Exercise aim: Nothing but the lines from the one with "Find palm tree." through the end of the records below should be written out, and each must match word for word.

Data shown:
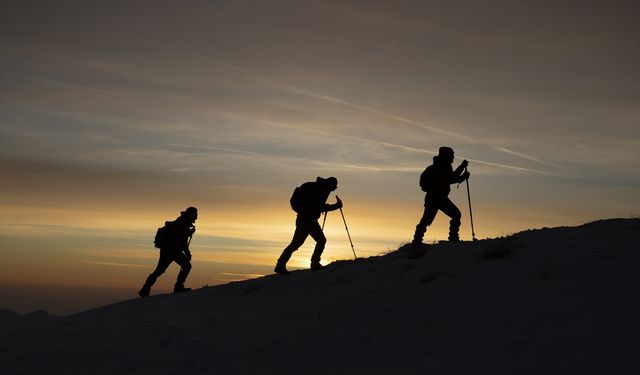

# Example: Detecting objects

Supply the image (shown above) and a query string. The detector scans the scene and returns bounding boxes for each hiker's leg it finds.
[413,195,439,245]
[440,198,462,241]
[143,251,173,288]
[277,216,311,267]
[308,220,327,264]
[174,252,192,287]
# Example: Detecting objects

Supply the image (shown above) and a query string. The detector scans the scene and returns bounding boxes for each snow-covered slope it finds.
[2,218,639,375]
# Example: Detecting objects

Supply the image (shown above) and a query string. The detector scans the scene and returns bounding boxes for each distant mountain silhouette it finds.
[0,308,20,321]
[0,308,57,333]
[1,218,639,374]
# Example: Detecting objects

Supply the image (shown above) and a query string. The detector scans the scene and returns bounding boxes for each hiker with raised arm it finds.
[139,207,197,297]
[275,177,342,274]
[410,147,470,258]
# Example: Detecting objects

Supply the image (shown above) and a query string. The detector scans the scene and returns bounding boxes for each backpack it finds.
[154,221,177,249]
[419,166,433,192]
[290,182,312,213]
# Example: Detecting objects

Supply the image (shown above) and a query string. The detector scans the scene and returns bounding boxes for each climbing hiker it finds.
[410,147,470,258]
[139,207,197,297]
[275,177,342,274]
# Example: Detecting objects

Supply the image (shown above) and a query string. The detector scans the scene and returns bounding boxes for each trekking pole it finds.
[321,211,328,231]
[335,196,357,259]
[464,167,477,241]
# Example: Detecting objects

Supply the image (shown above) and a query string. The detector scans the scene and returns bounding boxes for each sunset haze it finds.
[1,0,639,314]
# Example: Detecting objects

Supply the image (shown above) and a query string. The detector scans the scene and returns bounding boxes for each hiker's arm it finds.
[452,170,470,184]
[453,160,468,176]
[324,197,343,212]
[451,160,469,183]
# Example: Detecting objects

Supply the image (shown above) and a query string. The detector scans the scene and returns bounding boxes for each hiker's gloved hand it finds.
[188,226,196,236]
[462,171,470,180]
[461,160,469,169]
[186,251,192,261]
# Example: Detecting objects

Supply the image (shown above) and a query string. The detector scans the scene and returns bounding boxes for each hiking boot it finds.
[138,285,150,298]
[173,285,191,293]
[310,262,324,271]
[274,264,290,274]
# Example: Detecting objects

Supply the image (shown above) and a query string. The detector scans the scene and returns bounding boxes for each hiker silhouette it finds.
[139,207,197,297]
[275,177,342,274]
[410,147,470,257]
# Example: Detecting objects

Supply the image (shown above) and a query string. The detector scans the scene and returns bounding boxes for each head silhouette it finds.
[317,176,338,192]
[438,146,455,164]
[180,207,198,224]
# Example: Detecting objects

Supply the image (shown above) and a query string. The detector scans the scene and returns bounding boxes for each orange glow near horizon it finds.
[0,199,413,290]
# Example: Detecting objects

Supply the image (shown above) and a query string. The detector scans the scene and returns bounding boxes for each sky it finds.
[1,0,639,315]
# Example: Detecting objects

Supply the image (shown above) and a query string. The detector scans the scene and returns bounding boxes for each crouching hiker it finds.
[139,207,197,297]
[275,177,342,274]
[410,147,470,258]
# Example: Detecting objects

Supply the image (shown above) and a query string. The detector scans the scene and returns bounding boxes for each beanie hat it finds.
[317,176,338,190]
[181,207,198,217]
[438,146,454,158]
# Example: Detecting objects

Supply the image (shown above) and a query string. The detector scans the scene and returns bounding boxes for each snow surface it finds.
[1,218,639,374]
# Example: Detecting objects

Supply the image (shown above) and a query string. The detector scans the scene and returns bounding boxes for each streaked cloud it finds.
[196,55,560,170]
[81,260,147,269]
[219,272,266,278]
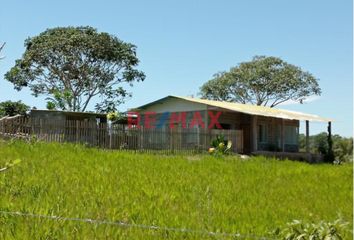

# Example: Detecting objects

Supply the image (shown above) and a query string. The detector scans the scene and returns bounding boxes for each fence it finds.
[0,116,243,153]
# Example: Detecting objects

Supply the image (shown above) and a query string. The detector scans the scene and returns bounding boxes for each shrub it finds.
[209,135,232,156]
[107,112,125,122]
[272,218,350,240]
[299,133,353,163]
[0,100,30,117]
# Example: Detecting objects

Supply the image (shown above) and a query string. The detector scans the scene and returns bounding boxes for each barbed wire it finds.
[0,210,273,239]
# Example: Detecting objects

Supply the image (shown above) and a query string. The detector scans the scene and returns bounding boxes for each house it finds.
[0,99,332,160]
[131,95,331,159]
[28,109,107,145]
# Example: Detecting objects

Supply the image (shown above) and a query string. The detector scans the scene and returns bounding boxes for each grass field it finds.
[0,140,352,239]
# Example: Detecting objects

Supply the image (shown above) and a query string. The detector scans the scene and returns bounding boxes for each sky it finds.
[0,0,352,136]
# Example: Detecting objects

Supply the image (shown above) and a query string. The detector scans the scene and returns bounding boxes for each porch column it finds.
[251,115,257,152]
[305,120,310,153]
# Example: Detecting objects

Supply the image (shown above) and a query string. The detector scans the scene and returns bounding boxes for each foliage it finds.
[107,112,124,122]
[199,56,321,107]
[45,89,73,110]
[0,159,21,172]
[4,26,145,113]
[107,112,119,121]
[0,141,351,239]
[299,133,353,163]
[332,136,353,163]
[0,100,30,117]
[209,135,232,155]
[0,141,353,239]
[272,218,350,240]
[46,101,56,110]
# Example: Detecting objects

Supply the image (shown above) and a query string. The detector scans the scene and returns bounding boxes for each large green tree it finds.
[299,133,353,163]
[5,27,145,112]
[200,56,321,107]
[0,100,30,117]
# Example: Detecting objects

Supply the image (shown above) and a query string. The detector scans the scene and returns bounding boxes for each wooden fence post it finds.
[109,123,112,149]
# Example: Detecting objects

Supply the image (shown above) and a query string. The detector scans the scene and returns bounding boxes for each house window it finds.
[258,124,268,143]
[284,126,298,144]
[276,125,282,149]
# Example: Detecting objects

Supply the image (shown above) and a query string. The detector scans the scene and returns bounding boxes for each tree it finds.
[332,135,353,162]
[0,100,30,117]
[5,26,145,113]
[299,133,353,163]
[200,56,321,107]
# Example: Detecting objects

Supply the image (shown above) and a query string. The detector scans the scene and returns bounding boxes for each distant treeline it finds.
[299,133,353,162]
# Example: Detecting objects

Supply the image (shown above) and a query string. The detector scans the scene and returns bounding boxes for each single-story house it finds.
[28,109,107,144]
[131,95,331,159]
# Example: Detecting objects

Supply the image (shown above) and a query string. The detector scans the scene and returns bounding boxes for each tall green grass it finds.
[0,140,352,239]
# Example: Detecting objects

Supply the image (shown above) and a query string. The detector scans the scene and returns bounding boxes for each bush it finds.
[0,100,30,117]
[209,135,232,156]
[333,136,353,163]
[107,112,124,122]
[107,112,119,121]
[272,218,350,240]
[299,133,353,163]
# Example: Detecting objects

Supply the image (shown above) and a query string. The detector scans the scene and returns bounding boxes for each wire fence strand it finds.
[0,210,273,239]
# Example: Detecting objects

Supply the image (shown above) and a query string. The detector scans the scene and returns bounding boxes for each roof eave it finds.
[131,95,332,122]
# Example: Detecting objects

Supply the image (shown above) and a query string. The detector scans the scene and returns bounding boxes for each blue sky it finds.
[0,0,352,136]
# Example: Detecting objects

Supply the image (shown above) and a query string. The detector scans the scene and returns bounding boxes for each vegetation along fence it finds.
[0,116,243,153]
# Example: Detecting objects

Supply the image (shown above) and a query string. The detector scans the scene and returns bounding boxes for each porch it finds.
[248,115,333,162]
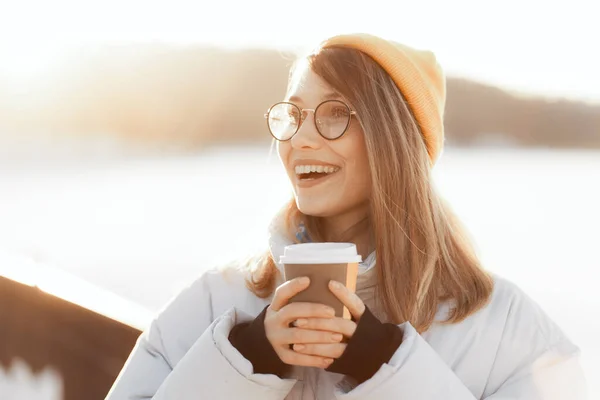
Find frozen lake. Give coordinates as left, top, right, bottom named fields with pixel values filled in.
left=1, top=144, right=599, bottom=395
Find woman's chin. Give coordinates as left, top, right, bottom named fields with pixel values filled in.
left=295, top=201, right=337, bottom=218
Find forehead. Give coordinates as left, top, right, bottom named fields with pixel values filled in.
left=286, top=61, right=338, bottom=105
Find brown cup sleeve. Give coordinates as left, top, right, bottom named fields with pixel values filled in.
left=283, top=262, right=359, bottom=319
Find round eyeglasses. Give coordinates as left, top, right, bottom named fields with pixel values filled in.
left=264, top=100, right=357, bottom=141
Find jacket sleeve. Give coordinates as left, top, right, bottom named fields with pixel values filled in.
left=332, top=322, right=586, bottom=400
left=105, top=272, right=297, bottom=400
left=332, top=280, right=588, bottom=400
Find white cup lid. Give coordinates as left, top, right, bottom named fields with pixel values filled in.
left=279, top=242, right=362, bottom=264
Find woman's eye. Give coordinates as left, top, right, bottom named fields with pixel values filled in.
left=331, top=107, right=349, bottom=118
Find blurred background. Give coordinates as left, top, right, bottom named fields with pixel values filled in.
left=0, top=0, right=598, bottom=399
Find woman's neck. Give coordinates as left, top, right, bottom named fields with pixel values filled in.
left=321, top=206, right=374, bottom=258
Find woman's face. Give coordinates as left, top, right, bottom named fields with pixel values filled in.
left=278, top=65, right=372, bottom=219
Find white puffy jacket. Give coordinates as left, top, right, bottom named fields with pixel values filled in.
left=106, top=217, right=587, bottom=399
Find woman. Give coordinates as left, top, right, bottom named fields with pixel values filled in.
left=106, top=33, right=587, bottom=399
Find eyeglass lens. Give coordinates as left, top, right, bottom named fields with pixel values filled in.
left=267, top=100, right=351, bottom=141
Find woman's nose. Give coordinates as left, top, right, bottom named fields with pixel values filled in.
left=291, top=111, right=322, bottom=149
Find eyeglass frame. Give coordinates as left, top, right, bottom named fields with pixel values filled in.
left=264, top=100, right=357, bottom=141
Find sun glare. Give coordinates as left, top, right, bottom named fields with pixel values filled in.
left=0, top=43, right=66, bottom=87
left=0, top=0, right=598, bottom=101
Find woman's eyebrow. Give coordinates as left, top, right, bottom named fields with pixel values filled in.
left=323, top=92, right=342, bottom=100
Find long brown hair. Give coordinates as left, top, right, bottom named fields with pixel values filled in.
left=246, top=46, right=493, bottom=333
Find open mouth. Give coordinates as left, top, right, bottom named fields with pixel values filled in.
left=295, top=165, right=340, bottom=181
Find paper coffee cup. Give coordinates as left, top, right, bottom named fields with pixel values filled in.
left=280, top=243, right=362, bottom=319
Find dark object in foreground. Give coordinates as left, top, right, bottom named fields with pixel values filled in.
left=0, top=275, right=141, bottom=400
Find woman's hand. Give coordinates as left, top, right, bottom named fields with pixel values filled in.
left=290, top=280, right=366, bottom=360
left=265, top=277, right=345, bottom=369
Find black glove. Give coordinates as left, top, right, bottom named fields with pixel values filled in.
left=228, top=305, right=290, bottom=377
left=229, top=305, right=403, bottom=384
left=325, top=306, right=403, bottom=384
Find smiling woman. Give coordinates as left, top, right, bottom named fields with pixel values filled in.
left=105, top=33, right=587, bottom=400
left=274, top=69, right=372, bottom=224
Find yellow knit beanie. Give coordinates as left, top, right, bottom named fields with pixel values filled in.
left=319, top=33, right=446, bottom=164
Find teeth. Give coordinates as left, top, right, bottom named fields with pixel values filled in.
left=295, top=165, right=340, bottom=175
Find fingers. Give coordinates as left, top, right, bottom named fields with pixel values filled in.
left=270, top=277, right=310, bottom=311
left=293, top=317, right=357, bottom=338
left=278, top=302, right=336, bottom=323
left=276, top=327, right=344, bottom=345
left=265, top=278, right=364, bottom=370
left=267, top=322, right=342, bottom=369
left=279, top=349, right=335, bottom=369
left=292, top=343, right=347, bottom=359
left=328, top=280, right=365, bottom=320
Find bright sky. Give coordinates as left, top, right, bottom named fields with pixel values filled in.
left=1, top=0, right=599, bottom=102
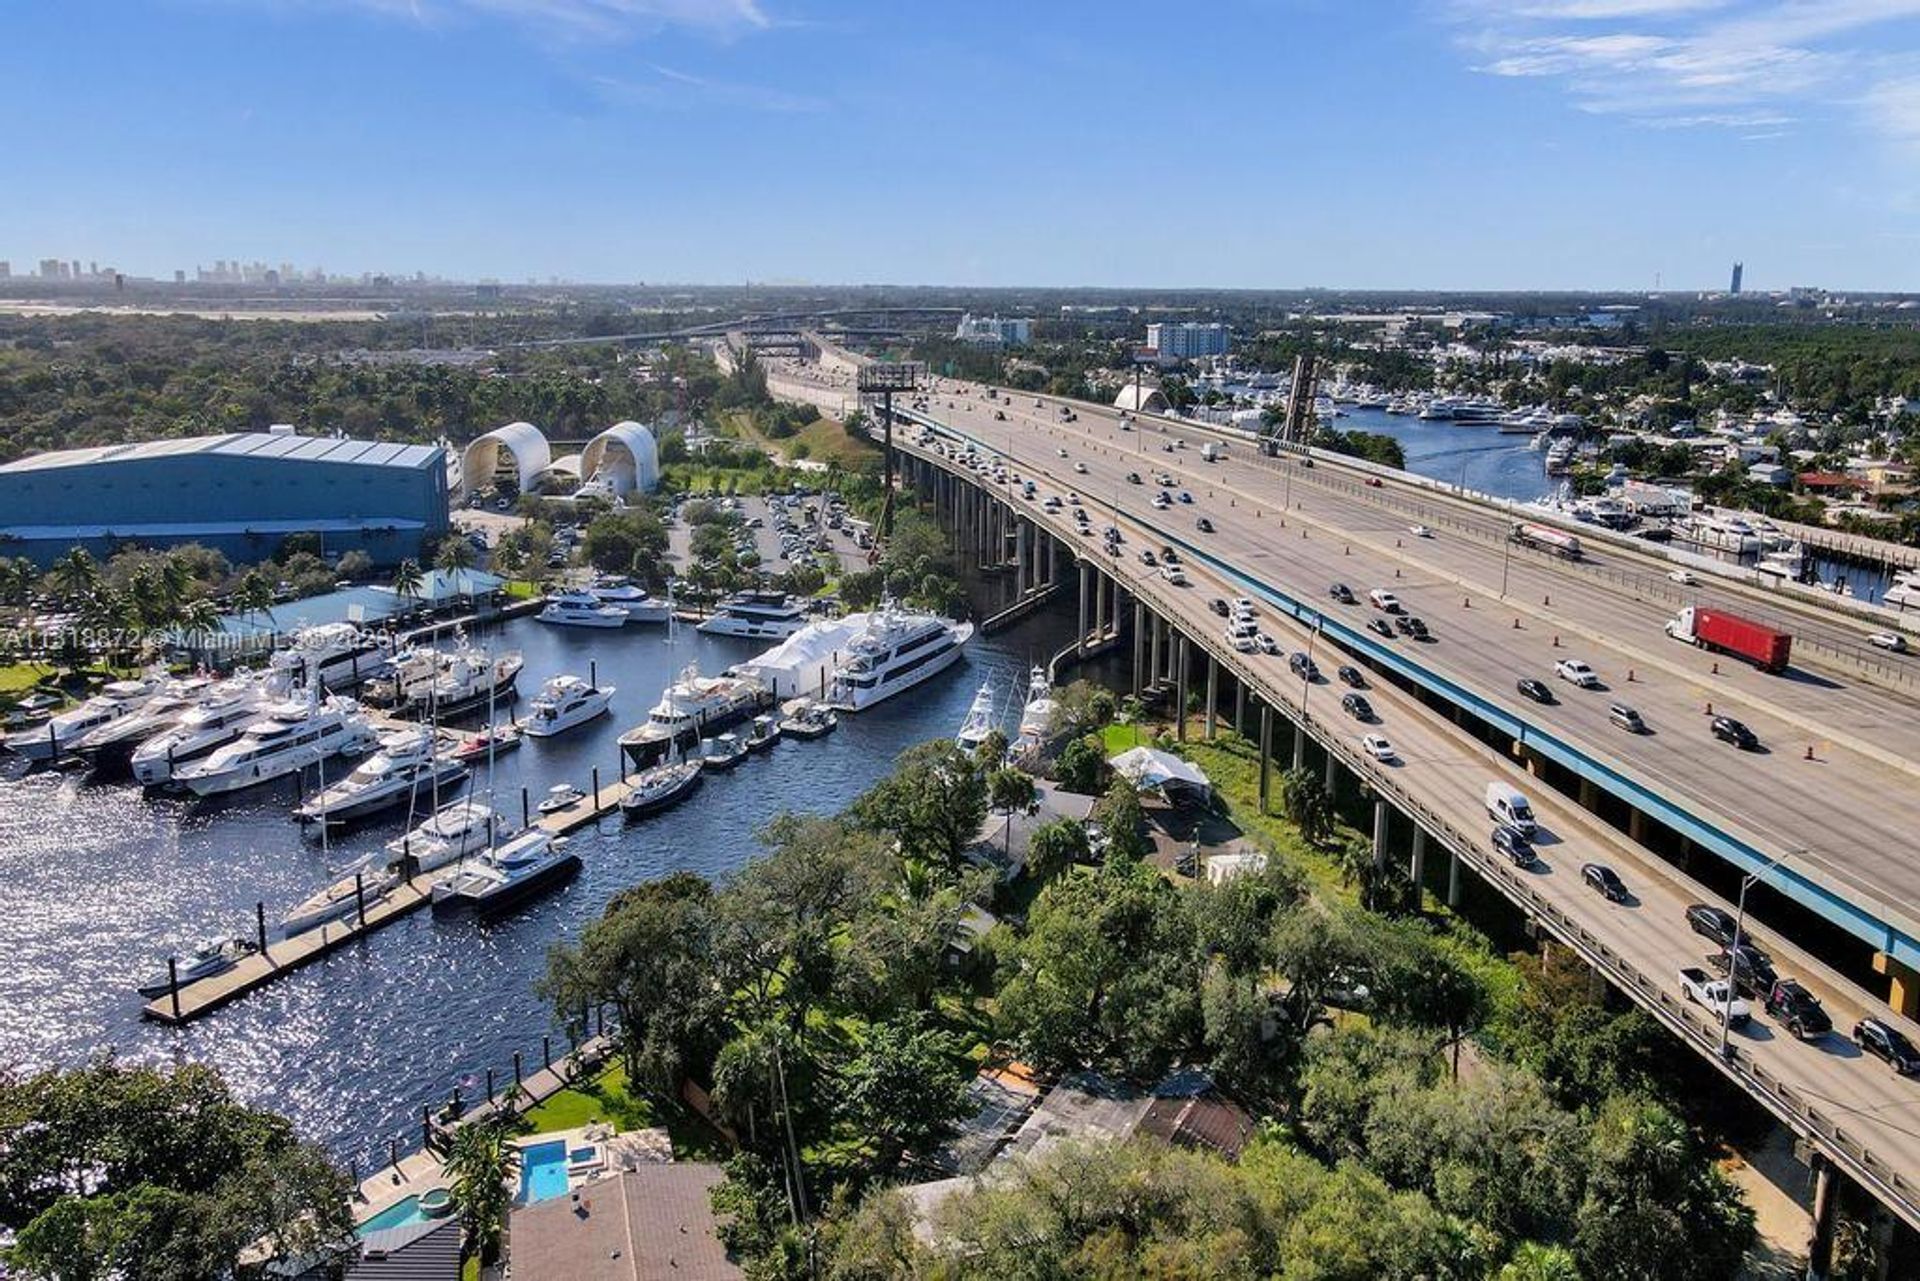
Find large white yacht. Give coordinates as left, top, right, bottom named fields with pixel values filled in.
left=697, top=591, right=810, bottom=640
left=5, top=675, right=160, bottom=762
left=269, top=623, right=384, bottom=692
left=71, top=676, right=217, bottom=765
left=537, top=591, right=627, bottom=629
left=617, top=663, right=771, bottom=767
left=523, top=674, right=614, bottom=738
left=431, top=830, right=578, bottom=915
left=825, top=604, right=973, bottom=712
left=588, top=577, right=671, bottom=623
left=373, top=643, right=523, bottom=719
left=385, top=798, right=513, bottom=874
left=294, top=728, right=469, bottom=824
left=174, top=697, right=378, bottom=797
left=281, top=850, right=402, bottom=936
left=132, top=678, right=281, bottom=786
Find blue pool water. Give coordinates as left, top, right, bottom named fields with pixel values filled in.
left=357, top=1195, right=425, bottom=1236
left=518, top=1139, right=570, bottom=1203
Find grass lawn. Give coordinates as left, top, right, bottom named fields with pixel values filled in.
left=724, top=410, right=880, bottom=471
left=517, top=1062, right=730, bottom=1161
left=0, top=664, right=51, bottom=696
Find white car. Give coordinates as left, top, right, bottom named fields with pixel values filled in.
left=1362, top=734, right=1396, bottom=762
left=1161, top=565, right=1189, bottom=586
left=1369, top=589, right=1402, bottom=612
left=1868, top=631, right=1908, bottom=653
left=1056, top=447, right=1069, bottom=458
left=1067, top=494, right=1081, bottom=506
left=1152, top=494, right=1172, bottom=509
left=1074, top=462, right=1089, bottom=474
left=1042, top=496, right=1063, bottom=512
left=1554, top=658, right=1599, bottom=688
left=1232, top=597, right=1255, bottom=615
left=1668, top=569, right=1697, bottom=585
left=1256, top=633, right=1281, bottom=655
left=1409, top=523, right=1433, bottom=538
left=1228, top=628, right=1259, bottom=653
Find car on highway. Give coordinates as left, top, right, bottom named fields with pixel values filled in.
left=1368, top=589, right=1403, bottom=612
left=1554, top=658, right=1600, bottom=688
left=1710, top=943, right=1778, bottom=999
left=1362, top=733, right=1396, bottom=762
left=1711, top=715, right=1760, bottom=750
left=1073, top=461, right=1089, bottom=474
left=1162, top=565, right=1189, bottom=586
left=1854, top=1018, right=1920, bottom=1073
left=1232, top=597, right=1255, bottom=615
left=1289, top=652, right=1320, bottom=682
left=1516, top=677, right=1554, bottom=704
left=1679, top=968, right=1750, bottom=1028
left=1365, top=476, right=1383, bottom=487
left=1366, top=617, right=1395, bottom=640
left=1668, top=569, right=1697, bottom=585
left=1196, top=517, right=1214, bottom=533
left=1868, top=631, right=1908, bottom=653
left=1328, top=583, right=1356, bottom=605
left=1161, top=547, right=1180, bottom=564
left=1155, top=472, right=1174, bottom=486
left=1608, top=704, right=1647, bottom=733
left=1210, top=598, right=1231, bottom=617
left=1056, top=447, right=1068, bottom=457
left=1256, top=633, right=1281, bottom=656
left=1152, top=493, right=1171, bottom=509
left=1409, top=523, right=1433, bottom=538
left=1395, top=615, right=1430, bottom=640
left=1581, top=862, right=1629, bottom=902
left=1685, top=903, right=1742, bottom=947
left=1491, top=824, right=1534, bottom=867
left=1765, top=980, right=1832, bottom=1041
left=1043, top=496, right=1063, bottom=512
left=1178, top=491, right=1194, bottom=503
left=1126, top=472, right=1141, bottom=484
left=1340, top=693, right=1375, bottom=721
left=994, top=409, right=1006, bottom=421
left=1139, top=549, right=1158, bottom=567
left=1067, top=493, right=1081, bottom=505
left=1337, top=665, right=1366, bottom=688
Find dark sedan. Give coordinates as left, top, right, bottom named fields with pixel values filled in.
left=1581, top=862, right=1628, bottom=902
left=1367, top=618, right=1395, bottom=640
left=1517, top=678, right=1554, bottom=704
left=1328, top=583, right=1357, bottom=605
left=1711, top=716, right=1759, bottom=750
left=1855, top=1018, right=1920, bottom=1074
left=1337, top=665, right=1367, bottom=688
left=1685, top=903, right=1740, bottom=947
left=1340, top=693, right=1375, bottom=722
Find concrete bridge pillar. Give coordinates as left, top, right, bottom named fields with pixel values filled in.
left=1807, top=1153, right=1837, bottom=1281
left=1132, top=602, right=1145, bottom=696
left=1578, top=776, right=1598, bottom=810
left=1175, top=635, right=1190, bottom=741
left=1373, top=798, right=1390, bottom=873
left=1048, top=535, right=1057, bottom=587
left=1077, top=561, right=1090, bottom=649
left=1258, top=704, right=1273, bottom=811
left=1410, top=828, right=1427, bottom=911
left=1234, top=682, right=1245, bottom=736
left=1447, top=846, right=1463, bottom=908
left=1324, top=745, right=1338, bottom=797
left=1016, top=520, right=1030, bottom=593
left=1150, top=612, right=1164, bottom=691
left=1627, top=808, right=1647, bottom=845
left=1205, top=657, right=1218, bottom=739
left=1095, top=572, right=1109, bottom=639
left=1292, top=718, right=1306, bottom=770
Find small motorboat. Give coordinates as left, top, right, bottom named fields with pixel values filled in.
left=744, top=714, right=781, bottom=753
left=136, top=937, right=257, bottom=998
left=451, top=723, right=523, bottom=763
left=619, top=760, right=704, bottom=818
left=699, top=733, right=747, bottom=772
left=777, top=700, right=838, bottom=740
left=537, top=782, right=587, bottom=815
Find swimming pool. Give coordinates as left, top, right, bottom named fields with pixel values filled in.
left=357, top=1195, right=426, bottom=1236
left=517, top=1139, right=570, bottom=1204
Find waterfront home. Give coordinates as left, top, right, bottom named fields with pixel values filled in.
left=506, top=1163, right=740, bottom=1280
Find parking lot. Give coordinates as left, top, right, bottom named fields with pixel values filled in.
left=664, top=492, right=873, bottom=580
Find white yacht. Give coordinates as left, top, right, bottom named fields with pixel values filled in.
left=431, top=830, right=579, bottom=915
left=617, top=664, right=771, bottom=767
left=132, top=678, right=280, bottom=786
left=825, top=604, right=973, bottom=712
left=955, top=682, right=997, bottom=752
left=1755, top=542, right=1808, bottom=584
left=698, top=591, right=809, bottom=640
left=385, top=798, right=513, bottom=874
left=269, top=622, right=383, bottom=692
left=294, top=728, right=469, bottom=824
left=1885, top=570, right=1920, bottom=611
left=1012, top=665, right=1059, bottom=757
left=387, top=645, right=524, bottom=719
left=71, top=676, right=216, bottom=765
left=588, top=577, right=671, bottom=623
left=136, top=937, right=258, bottom=997
left=523, top=674, right=614, bottom=739
left=5, top=676, right=160, bottom=762
left=537, top=591, right=627, bottom=629
left=281, top=849, right=401, bottom=936
left=174, top=697, right=378, bottom=797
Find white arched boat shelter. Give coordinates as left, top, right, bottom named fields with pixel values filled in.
left=461, top=421, right=551, bottom=496
left=579, top=420, right=661, bottom=497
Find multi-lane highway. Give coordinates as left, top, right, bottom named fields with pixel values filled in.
left=860, top=380, right=1920, bottom=1230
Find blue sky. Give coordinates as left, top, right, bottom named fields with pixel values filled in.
left=6, top=0, right=1920, bottom=290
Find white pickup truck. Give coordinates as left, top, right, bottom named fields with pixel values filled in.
left=1679, top=967, right=1750, bottom=1028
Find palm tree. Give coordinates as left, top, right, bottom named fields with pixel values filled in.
left=390, top=558, right=425, bottom=610
left=49, top=548, right=99, bottom=604
left=987, top=766, right=1036, bottom=855
left=435, top=537, right=475, bottom=575
left=235, top=569, right=277, bottom=627
left=442, top=1118, right=513, bottom=1265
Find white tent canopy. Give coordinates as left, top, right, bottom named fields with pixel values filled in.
left=1108, top=746, right=1211, bottom=800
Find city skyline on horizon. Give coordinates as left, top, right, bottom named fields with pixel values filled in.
left=6, top=1, right=1920, bottom=292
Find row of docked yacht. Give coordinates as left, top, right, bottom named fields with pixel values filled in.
left=362, top=639, right=523, bottom=720
left=537, top=576, right=672, bottom=628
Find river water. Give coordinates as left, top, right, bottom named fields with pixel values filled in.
left=0, top=594, right=1093, bottom=1169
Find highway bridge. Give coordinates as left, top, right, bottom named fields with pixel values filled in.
left=768, top=357, right=1920, bottom=1248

Answer to the exercise:
Find palm tree. Give coordinates as left, top, right, bottom named fields with pixel values filled in.
left=390, top=558, right=425, bottom=610
left=49, top=548, right=99, bottom=604
left=987, top=766, right=1036, bottom=855
left=435, top=537, right=475, bottom=575
left=235, top=569, right=277, bottom=627
left=442, top=1118, right=513, bottom=1265
Find white tent canopy. Give coordinates as left, top, right, bottom named fields with pixel values filled in.
left=1108, top=746, right=1211, bottom=800
Find city skyline on horizon. Give coordinates as left, top, right, bottom named fields with pixel values filled in.
left=6, top=1, right=1920, bottom=292
Find row of docked yacht. Give coordinates as left, top, right, bottom named fields with pixel values filled in.
left=362, top=639, right=523, bottom=720
left=537, top=576, right=672, bottom=628
Find river water. Give coordinates as left, top, right, bottom named fields with pixel values filled in.
left=0, top=594, right=1093, bottom=1169
Find highway bridge. Give coordinates as left, top, right, bottom named fields with pixel values filled in.
left=768, top=357, right=1920, bottom=1248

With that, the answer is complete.